--- SOURCE MATERIAL Enclosed Below ---

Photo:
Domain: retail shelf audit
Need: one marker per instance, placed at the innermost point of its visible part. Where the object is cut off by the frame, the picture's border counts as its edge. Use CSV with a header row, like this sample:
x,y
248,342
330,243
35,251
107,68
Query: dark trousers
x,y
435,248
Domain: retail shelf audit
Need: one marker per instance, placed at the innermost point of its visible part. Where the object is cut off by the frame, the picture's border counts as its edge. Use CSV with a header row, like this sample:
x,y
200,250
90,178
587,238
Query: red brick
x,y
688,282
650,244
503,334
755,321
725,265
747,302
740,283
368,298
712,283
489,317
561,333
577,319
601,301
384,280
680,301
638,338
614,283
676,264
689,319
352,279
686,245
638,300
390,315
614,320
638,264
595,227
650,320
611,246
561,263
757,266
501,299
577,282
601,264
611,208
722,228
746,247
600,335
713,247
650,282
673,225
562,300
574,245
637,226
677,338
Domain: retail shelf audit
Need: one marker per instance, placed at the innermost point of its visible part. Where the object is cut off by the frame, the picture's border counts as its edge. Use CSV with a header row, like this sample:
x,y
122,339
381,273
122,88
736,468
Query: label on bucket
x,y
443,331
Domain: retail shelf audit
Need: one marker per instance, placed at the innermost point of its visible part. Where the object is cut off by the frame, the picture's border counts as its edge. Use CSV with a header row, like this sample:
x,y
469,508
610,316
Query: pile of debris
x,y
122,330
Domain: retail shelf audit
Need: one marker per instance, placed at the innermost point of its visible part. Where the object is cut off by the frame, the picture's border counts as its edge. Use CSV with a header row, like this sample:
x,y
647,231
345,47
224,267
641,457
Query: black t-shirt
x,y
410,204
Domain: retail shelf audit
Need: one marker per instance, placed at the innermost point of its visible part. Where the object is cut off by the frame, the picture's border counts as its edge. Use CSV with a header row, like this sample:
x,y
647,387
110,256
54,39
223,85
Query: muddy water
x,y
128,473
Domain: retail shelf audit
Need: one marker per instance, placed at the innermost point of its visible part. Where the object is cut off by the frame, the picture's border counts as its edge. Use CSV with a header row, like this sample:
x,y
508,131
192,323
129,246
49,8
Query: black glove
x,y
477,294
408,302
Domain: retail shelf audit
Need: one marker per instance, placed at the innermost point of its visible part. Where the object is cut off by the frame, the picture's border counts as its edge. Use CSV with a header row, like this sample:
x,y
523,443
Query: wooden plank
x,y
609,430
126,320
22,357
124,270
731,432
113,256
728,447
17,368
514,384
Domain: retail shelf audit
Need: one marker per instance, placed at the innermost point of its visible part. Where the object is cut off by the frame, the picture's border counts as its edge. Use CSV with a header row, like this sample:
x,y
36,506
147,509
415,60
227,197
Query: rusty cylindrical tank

--- End of Enclosed SOURCE MATERIAL ---

- REQUIRED ACTION: Exactly as written above, copy every line.

- RESULT FOR THIS TASK:
Photo:
Domain: retail shelf audit
Need: one marker per instance, placed at the innermost point of its visible part. Where the object is cut off by the frame, the picture's border counts as its edge. Use CSV with a header row, like this sample:
x,y
248,342
330,243
35,251
107,68
Query: dark trousers
x,y
435,248
Domain: retail shelf audit
Need: one marker per instance, placed at the innermost point of its visible part. Where the object is cut off by the frame, the picture's border counts as its edge. Use CSV with a header row, like this sample:
x,y
200,250
90,178
587,238
Query: red brick
x,y
688,282
650,244
503,334
755,321
725,265
747,302
740,283
368,298
712,283
489,317
561,333
577,319
601,301
384,280
680,301
638,338
614,283
676,264
689,319
352,279
686,245
638,300
390,315
614,320
638,264
595,227
650,320
611,246
561,263
757,266
501,299
577,282
601,264
611,208
722,228
746,247
600,335
713,247
650,282
673,225
562,300
574,245
637,226
677,338
Domain: retail shelf audit
Need: one marker per instance, placed at the innermost point of its visible part. Where the object is cut off by the frame, the picture's border counts as its edge. Use CSV with a header row, like this sample:
x,y
122,339
381,273
122,88
736,468
Query: label on bucket
x,y
443,331
Domain: retail shelf audit
Need: one marker per instance, placed at the innermost point of its visible part. Where the object is cut off by the frame, the picture's border counts as its edge. Use CSV with a header row, like this sample:
x,y
469,508
610,316
Query: pile of debris
x,y
122,330
Domain: retail shelf audit
Need: one marker per instance, placed at the innermost point of its visible part. Where the object is cut off by the frame, the picture's border counts as its edge. Use CSV with a header row, like this sample:
x,y
647,231
345,47
224,267
641,457
Query: black t-shirt
x,y
410,204
Domain: retail shelf audit
Need: one marker per instance, placed at the innermost point of its visible part. Where the object is cut off by the frame, the picture's border counts as its edge. Use CSV with a header row, like this sample:
x,y
647,387
110,256
54,39
223,85
Query: muddy water
x,y
128,473
Domain: retail shelf audit
Need: one marker per instance, placed at the innermost point of its visible part. Where the object is cut off by the frame, the picture's border counts as its edge. Use CSV with a header row, like this sample:
x,y
508,131
192,323
129,246
49,8
Query: black glove
x,y
477,294
408,302
Domain: retail shelf audit
Need: one marker per instance, placed at the innermost point of its visible part. Where the object is cut off by the frame, the picture's border counts as its edge. Use CSV with a header row, like this sample:
x,y
523,443
Query: wooden plank
x,y
609,430
126,320
22,357
124,270
731,432
113,256
728,447
17,368
514,384
Domain: retail shelf audit
Need: one marker per instance, placed at the innermost point of its visible part. Where the object is cut off by the frame, the picture's border counts as its edge. Use CSV with a header row, like this sample:
x,y
36,506
147,509
415,60
227,197
Query: rusty cylindrical tank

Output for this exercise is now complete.